"""

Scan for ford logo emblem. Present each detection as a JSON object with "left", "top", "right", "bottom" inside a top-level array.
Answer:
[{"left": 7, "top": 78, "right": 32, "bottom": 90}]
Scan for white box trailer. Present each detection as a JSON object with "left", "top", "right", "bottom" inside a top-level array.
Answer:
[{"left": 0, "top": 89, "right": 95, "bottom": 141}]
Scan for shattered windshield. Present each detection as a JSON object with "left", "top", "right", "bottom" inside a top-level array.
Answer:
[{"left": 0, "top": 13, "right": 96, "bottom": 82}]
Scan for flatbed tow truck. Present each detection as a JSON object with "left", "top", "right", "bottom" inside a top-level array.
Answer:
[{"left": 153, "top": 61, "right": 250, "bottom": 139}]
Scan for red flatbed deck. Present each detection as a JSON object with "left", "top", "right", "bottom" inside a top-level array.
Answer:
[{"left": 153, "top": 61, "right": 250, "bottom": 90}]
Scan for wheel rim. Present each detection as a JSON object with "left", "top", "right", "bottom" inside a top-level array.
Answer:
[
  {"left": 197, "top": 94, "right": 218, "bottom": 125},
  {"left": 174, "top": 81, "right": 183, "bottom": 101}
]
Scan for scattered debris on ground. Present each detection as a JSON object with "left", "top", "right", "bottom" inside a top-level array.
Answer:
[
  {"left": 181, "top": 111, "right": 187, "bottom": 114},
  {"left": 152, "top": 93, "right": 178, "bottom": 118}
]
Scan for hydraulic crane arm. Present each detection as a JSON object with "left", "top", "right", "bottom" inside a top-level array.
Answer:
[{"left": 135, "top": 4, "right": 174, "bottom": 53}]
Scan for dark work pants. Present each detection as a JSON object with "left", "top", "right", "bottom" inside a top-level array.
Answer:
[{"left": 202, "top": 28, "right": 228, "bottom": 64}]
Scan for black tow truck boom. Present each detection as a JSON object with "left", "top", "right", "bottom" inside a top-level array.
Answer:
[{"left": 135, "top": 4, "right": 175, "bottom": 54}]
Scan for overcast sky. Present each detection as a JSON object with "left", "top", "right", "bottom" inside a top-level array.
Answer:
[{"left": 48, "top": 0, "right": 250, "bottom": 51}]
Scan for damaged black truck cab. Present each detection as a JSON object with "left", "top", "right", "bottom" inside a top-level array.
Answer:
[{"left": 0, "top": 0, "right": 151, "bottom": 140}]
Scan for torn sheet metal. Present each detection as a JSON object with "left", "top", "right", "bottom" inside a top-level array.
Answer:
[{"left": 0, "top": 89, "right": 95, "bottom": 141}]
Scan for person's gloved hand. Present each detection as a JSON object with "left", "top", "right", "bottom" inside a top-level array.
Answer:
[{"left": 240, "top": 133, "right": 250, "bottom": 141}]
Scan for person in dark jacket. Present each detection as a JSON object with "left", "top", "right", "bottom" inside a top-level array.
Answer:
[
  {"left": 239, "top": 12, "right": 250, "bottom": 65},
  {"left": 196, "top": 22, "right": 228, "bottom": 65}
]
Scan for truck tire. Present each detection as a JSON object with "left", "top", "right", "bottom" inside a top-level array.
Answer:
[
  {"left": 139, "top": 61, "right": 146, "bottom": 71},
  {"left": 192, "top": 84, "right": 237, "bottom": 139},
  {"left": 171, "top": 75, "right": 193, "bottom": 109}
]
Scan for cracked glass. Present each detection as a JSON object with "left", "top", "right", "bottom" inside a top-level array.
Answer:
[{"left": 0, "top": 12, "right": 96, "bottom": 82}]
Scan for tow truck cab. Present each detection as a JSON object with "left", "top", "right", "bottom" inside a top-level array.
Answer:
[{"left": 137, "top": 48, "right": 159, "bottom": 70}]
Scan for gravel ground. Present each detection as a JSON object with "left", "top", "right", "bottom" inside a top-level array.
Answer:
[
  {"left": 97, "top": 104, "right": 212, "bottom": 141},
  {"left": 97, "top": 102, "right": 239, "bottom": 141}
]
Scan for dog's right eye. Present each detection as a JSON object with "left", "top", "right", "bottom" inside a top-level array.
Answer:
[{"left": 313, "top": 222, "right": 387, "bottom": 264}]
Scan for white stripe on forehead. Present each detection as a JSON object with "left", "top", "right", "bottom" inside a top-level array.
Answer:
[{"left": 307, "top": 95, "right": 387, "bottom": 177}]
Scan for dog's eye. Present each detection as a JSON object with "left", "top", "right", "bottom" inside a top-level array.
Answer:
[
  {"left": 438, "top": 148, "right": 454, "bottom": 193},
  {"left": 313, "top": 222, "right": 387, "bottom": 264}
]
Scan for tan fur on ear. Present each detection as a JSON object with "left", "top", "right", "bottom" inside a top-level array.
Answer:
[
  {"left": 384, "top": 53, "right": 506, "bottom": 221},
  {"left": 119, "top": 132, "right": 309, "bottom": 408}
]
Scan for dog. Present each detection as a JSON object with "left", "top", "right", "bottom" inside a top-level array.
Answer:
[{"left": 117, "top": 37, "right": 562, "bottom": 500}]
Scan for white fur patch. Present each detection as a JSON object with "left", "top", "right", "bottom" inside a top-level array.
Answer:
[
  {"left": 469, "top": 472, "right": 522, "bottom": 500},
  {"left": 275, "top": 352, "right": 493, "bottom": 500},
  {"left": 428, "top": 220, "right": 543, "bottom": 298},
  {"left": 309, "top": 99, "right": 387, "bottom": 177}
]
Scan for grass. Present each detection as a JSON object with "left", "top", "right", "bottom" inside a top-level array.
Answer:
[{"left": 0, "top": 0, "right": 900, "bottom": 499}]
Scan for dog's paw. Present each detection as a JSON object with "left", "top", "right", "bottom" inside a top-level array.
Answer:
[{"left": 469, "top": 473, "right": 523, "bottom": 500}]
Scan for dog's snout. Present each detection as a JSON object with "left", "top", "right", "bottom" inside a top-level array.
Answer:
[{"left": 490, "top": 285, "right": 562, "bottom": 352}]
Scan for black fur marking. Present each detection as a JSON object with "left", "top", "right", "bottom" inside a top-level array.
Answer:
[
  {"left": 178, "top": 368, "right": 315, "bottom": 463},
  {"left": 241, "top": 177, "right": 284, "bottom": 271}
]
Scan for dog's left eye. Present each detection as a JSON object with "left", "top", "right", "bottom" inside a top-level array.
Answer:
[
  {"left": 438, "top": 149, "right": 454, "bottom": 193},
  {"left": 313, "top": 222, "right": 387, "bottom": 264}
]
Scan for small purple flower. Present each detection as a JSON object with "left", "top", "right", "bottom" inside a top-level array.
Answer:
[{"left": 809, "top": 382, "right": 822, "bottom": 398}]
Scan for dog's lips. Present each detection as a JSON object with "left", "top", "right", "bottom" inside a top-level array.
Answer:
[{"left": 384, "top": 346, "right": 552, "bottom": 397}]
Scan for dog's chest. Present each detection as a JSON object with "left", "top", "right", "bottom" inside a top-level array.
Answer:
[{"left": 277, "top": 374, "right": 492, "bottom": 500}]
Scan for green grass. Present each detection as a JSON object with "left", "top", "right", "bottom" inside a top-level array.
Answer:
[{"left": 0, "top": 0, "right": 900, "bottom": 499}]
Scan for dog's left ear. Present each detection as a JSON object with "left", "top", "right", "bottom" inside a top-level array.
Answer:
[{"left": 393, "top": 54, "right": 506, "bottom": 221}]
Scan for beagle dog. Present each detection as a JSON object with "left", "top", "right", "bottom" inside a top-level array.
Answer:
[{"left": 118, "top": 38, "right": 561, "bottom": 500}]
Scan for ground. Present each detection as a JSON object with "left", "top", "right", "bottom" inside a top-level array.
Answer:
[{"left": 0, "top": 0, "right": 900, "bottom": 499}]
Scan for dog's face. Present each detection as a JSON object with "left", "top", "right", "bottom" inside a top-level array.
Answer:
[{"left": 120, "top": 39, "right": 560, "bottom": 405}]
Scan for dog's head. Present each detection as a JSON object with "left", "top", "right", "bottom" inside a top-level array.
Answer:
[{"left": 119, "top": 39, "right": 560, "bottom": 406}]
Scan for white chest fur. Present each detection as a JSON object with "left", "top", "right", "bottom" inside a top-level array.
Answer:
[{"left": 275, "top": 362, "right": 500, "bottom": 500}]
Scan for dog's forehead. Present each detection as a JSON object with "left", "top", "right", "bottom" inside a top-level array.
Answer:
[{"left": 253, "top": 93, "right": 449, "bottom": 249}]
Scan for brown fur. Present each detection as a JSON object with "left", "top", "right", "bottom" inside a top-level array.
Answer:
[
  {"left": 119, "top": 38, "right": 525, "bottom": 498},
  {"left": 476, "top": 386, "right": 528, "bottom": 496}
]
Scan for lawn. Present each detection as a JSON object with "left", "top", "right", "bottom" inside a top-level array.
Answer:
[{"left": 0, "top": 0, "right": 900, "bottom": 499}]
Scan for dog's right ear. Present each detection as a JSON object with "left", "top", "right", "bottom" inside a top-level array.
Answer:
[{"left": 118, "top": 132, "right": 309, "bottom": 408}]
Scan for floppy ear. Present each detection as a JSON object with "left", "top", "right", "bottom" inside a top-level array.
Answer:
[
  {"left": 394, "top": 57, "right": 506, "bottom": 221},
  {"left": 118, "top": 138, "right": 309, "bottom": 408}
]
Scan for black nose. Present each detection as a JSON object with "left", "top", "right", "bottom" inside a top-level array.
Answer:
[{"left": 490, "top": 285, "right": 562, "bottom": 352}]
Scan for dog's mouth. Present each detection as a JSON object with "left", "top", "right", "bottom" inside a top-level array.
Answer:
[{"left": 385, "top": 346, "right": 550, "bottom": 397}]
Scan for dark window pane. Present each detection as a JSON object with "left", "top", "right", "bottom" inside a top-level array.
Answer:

"""

Objective
Could you render every line from the one containing "Scan for dog's mouth." through the last line of the rows, both ends included, as a Markdown table with the columns Line No. and Content, numbering each line and leaving out blank lines?

Result for this task
| Line No. | Content |
|---|---|
| 1 | Scan for dog's mouth. Present each detection as a JSON object with "left", "top", "right", "bottom" inside a top-level array. |
| 2 | Answer: |
| 3 | [{"left": 385, "top": 346, "right": 550, "bottom": 397}] |
| 4 | Scan for dark window pane. Present each detection as a JSON object with "left", "top", "right", "bottom" inside a top-level array. |
| 5 | Answer: |